**ACTIVITIES**:
**a)** Answer these about the manger passage:
(i) What is the Manger, as a missional sign and metaphor, about?
(ii) Which book contains the allegorical description that lacks swaddling?
(iii) What two protective functions of clothing does the text name?
**b)** Please reproduce the manger passage between "The Manger, as" and "claimed’ (Ezk. 16).", inclusive.

The Manger, as a missional sign and metaphor, is about accessibility to Jesus, the bread of life; hence, all can be saved. Just as the sign is the Manger, the swaddling clothes are not just survival or winter kits. Clothing can insulate against cold or hot conditions. Clothing can provide a hygienic barrier, keeping infectious and toxic material away from the body. Mary’s swaddling clothes around Jesus suggest that Jesus was properly cared for and not exposed to the spiritual toxic, redefinitions, and calculations. The lack of swaddling as an allegorical description in the Book of Ezekiel suggests ‘a sure sign that the baby had been legally abandoned and could be claimed’ (Ezk. 16).

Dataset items
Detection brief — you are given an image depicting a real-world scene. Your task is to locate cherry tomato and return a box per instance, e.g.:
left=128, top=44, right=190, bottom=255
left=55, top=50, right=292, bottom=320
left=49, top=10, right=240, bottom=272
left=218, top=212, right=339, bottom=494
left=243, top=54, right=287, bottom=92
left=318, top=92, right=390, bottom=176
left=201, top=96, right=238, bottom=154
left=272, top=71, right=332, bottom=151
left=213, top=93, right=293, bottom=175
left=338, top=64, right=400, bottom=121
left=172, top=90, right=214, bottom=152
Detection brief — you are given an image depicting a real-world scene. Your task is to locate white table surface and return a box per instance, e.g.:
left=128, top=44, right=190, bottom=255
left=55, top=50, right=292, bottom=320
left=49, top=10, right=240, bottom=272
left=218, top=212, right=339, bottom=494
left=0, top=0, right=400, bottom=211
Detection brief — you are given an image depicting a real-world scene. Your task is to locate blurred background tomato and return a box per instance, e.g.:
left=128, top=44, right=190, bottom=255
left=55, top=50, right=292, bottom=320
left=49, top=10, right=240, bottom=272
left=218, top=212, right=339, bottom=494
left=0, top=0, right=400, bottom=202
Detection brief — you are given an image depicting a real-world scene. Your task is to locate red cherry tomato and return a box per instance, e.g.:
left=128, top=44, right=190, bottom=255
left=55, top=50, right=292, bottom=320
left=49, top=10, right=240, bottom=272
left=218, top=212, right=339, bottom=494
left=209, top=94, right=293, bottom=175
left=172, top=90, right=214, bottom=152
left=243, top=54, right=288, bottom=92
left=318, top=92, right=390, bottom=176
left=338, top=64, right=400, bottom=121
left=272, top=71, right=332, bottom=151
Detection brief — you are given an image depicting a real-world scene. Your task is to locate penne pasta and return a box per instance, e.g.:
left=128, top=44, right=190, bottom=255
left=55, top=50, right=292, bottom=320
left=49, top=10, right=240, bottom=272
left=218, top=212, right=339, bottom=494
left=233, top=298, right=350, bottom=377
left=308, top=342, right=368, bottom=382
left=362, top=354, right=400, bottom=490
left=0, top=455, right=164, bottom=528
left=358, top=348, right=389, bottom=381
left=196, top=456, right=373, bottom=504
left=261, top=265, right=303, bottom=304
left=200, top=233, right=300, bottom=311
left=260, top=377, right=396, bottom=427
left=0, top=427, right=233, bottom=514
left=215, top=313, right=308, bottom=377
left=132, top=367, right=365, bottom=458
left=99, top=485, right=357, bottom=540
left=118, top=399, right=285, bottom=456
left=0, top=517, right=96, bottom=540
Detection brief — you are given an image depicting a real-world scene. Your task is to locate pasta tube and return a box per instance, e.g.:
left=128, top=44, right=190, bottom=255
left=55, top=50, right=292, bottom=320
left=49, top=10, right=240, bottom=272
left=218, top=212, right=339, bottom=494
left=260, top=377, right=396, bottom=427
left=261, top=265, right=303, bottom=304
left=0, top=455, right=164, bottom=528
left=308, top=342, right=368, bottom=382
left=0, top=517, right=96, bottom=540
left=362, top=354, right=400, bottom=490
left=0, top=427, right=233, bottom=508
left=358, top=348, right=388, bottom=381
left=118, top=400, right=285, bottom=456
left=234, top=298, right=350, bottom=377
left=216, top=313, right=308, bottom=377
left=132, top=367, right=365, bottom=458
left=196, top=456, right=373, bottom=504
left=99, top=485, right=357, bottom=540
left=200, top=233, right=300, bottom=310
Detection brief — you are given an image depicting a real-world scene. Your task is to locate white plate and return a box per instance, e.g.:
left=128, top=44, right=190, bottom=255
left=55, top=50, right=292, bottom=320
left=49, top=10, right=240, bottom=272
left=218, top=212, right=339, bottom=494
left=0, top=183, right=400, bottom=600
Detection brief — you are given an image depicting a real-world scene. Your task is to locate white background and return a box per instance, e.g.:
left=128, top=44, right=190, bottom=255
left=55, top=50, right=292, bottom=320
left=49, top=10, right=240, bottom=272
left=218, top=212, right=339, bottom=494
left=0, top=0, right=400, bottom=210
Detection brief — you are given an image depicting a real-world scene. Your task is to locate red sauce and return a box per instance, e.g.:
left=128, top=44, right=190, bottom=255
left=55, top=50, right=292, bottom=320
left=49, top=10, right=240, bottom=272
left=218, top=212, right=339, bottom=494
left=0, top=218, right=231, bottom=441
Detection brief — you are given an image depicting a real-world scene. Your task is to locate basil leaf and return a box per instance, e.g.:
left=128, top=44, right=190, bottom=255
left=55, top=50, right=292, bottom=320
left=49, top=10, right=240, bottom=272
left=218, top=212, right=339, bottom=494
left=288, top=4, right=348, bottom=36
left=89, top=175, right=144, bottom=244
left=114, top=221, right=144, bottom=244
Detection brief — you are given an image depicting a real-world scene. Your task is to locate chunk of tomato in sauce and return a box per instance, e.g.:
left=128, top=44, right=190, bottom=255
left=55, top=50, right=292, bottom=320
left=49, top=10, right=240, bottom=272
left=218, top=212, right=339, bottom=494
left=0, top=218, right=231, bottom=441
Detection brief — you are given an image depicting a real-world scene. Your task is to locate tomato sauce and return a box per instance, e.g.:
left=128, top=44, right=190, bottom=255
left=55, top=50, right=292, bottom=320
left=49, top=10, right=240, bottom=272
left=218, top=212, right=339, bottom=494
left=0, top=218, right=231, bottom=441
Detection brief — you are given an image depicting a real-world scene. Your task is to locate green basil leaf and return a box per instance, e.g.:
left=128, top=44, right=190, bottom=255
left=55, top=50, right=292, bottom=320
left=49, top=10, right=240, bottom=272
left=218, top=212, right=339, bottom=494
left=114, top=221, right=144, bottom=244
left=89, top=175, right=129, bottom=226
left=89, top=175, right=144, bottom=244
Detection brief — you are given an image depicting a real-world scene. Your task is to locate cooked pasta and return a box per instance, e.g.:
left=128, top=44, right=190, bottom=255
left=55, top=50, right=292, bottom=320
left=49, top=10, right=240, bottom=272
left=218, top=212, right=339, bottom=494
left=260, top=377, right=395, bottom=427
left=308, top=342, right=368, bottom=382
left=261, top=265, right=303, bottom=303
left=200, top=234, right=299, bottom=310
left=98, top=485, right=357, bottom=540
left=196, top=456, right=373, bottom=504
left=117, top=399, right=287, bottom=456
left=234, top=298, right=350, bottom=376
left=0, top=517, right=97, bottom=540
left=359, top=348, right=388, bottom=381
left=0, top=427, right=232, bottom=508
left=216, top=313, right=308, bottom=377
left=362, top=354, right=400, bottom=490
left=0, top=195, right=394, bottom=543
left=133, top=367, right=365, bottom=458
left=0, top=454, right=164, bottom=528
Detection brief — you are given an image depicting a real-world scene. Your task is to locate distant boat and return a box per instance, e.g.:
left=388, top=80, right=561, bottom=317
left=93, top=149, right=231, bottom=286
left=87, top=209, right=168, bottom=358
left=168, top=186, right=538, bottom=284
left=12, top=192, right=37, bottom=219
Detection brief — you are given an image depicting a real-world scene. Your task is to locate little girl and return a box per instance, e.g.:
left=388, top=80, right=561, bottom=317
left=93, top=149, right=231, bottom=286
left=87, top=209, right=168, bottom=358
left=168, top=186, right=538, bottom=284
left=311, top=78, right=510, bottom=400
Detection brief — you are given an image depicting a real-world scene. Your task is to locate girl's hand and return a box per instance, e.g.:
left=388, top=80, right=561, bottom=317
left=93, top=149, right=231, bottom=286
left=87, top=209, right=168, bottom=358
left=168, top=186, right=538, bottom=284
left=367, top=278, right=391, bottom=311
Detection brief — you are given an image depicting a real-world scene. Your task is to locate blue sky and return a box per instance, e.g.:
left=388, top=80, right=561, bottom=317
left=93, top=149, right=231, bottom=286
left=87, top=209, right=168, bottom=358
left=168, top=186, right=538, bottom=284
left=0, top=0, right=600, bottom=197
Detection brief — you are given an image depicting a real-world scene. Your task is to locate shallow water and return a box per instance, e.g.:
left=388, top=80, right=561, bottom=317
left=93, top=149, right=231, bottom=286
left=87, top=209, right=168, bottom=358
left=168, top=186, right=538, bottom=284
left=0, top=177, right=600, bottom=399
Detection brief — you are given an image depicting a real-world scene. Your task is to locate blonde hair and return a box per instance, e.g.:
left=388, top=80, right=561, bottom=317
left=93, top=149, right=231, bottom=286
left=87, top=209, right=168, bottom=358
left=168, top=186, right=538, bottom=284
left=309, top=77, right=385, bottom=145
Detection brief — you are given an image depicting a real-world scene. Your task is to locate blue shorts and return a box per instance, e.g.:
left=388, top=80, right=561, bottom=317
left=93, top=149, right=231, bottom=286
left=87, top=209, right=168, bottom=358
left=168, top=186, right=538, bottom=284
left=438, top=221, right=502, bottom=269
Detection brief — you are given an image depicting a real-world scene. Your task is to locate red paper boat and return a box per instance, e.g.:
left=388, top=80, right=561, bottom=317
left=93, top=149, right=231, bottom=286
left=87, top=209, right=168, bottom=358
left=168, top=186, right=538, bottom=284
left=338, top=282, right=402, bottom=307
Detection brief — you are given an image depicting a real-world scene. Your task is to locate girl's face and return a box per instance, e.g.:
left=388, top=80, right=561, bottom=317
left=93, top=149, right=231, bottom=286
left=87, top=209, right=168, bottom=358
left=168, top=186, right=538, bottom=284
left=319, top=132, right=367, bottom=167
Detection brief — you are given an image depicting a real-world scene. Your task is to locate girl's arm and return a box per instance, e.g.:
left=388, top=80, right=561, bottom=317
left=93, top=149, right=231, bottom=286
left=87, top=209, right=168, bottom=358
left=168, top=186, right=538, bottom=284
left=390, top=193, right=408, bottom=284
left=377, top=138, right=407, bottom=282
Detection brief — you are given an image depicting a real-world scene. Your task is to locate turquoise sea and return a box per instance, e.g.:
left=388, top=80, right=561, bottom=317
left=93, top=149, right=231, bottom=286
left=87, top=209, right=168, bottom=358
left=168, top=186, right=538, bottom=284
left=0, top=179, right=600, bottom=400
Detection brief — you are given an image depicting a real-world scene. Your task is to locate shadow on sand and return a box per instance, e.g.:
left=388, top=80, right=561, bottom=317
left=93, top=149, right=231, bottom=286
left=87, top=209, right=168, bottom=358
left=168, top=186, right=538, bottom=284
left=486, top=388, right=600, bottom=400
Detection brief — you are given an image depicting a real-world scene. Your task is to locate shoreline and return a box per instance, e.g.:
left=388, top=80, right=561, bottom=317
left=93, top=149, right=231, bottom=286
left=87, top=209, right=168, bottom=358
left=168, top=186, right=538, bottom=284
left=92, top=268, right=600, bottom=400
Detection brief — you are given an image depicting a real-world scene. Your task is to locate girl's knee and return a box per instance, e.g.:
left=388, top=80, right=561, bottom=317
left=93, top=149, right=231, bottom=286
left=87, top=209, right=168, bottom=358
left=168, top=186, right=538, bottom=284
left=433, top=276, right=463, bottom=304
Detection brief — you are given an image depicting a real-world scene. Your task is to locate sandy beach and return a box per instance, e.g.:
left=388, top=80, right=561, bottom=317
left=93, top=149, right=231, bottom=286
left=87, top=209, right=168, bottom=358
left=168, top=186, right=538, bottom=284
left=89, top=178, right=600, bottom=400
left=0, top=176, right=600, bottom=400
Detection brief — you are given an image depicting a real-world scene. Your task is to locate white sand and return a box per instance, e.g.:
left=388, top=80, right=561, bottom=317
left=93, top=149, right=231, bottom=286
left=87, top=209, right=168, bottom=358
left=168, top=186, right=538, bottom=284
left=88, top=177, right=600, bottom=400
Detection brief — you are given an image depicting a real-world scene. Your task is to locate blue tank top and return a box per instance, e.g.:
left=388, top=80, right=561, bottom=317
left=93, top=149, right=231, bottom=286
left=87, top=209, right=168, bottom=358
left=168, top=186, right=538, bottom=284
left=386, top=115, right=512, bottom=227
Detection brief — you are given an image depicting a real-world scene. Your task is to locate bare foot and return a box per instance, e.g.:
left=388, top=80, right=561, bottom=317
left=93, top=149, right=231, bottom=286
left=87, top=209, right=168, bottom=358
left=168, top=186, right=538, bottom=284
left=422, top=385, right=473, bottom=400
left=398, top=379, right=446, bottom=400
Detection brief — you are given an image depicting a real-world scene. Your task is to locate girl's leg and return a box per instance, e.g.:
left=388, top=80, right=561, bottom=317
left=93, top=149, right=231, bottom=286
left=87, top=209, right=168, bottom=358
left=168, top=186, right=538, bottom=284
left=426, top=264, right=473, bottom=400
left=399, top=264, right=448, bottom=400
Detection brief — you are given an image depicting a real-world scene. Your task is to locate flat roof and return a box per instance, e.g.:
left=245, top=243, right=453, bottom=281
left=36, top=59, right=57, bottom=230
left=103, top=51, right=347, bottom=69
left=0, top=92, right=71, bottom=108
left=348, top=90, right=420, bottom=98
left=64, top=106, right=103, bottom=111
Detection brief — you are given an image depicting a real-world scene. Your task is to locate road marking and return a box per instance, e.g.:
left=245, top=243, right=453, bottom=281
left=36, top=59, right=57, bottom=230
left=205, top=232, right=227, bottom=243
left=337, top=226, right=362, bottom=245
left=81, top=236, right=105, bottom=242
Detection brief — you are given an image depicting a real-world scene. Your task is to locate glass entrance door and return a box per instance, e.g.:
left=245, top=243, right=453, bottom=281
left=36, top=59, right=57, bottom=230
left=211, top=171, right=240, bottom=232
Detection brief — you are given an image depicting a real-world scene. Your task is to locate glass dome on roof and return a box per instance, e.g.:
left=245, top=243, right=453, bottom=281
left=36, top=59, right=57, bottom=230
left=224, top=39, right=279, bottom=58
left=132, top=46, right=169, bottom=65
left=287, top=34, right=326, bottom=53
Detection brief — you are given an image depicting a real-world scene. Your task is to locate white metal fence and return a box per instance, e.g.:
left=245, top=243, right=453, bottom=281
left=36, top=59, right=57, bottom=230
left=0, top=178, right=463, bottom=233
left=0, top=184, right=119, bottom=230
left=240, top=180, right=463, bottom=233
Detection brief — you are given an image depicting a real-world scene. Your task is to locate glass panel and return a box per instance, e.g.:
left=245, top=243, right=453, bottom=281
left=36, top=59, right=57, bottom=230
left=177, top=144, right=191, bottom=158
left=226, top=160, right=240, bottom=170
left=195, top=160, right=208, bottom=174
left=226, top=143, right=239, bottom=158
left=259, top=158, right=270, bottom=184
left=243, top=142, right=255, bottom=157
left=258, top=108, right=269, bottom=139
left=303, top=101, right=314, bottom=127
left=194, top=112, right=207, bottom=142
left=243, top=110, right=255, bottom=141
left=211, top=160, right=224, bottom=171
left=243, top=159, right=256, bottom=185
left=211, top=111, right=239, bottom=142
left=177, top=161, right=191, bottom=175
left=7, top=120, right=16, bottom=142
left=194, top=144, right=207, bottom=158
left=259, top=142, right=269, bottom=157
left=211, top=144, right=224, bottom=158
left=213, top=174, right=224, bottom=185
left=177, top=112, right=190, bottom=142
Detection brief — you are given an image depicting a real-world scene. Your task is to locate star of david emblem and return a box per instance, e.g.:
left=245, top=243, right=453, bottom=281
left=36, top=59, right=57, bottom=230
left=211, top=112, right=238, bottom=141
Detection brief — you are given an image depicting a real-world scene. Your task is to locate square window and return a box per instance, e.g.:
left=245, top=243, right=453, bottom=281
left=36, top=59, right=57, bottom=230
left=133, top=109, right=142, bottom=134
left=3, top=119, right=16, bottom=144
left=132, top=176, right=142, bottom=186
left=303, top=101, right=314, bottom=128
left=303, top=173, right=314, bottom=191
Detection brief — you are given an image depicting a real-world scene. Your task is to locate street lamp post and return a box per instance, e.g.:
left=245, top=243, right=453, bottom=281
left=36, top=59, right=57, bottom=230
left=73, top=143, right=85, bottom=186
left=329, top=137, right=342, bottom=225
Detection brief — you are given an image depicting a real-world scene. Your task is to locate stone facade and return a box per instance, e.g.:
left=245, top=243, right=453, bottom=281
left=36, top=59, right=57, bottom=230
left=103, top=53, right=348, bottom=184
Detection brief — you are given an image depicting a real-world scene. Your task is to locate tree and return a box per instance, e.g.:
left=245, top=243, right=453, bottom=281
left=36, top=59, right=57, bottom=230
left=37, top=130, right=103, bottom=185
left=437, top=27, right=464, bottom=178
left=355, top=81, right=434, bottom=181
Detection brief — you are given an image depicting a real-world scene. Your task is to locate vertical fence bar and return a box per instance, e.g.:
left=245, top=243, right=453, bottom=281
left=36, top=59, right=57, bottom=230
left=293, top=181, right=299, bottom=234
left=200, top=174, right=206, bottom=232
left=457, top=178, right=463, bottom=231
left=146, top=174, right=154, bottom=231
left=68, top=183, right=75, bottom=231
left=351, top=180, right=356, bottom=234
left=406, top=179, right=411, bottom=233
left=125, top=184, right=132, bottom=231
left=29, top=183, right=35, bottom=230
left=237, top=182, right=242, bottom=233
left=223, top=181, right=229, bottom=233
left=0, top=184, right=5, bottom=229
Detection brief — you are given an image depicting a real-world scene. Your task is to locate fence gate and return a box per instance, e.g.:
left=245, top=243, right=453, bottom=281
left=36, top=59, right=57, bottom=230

**ANSWERS TO THE EXERCISE**:
**a)**
(i) Accessibility to Jesus, the bread of life.
(ii) The Book of Ezekiel (Ezk. 16).
(iii) Insulating against cold or hot conditions, and providing a hygienic barrier that keeps infectious and toxic material away from the body.

**b)**
The Manger, as a missional sign and metaphor, is about accessibility to Jesus, the bread of life; hence, all can be saved. Just as the sign is the Manger, the swaddling clothes are not just survival or winter kits. Clothing can insulate against cold or hot conditions. Clothing can provide a hygienic barrier, keeping infectious and toxic material away from the body. Mary’s swaddling clothes around Jesus suggest that Jesus was properly cared for and not exposed to the spiritual toxic, redefinitions, and calculations. The lack of swaddling as an allegorical description in the Book of Ezekiel suggests ‘a sure sign that the baby had been legally abandoned and could be claimed’ (Ezk. 16).